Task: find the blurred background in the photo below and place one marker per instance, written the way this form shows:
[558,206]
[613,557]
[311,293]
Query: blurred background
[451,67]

# Your goal:
Please copy the lines above word for word, leaving nothing out.

# Correct answer:
Task: find the blurred background in the photo below and place one marker per instance, written the way this form shows:
[558,206]
[613,557]
[311,293]
Query: blurred background
[451,67]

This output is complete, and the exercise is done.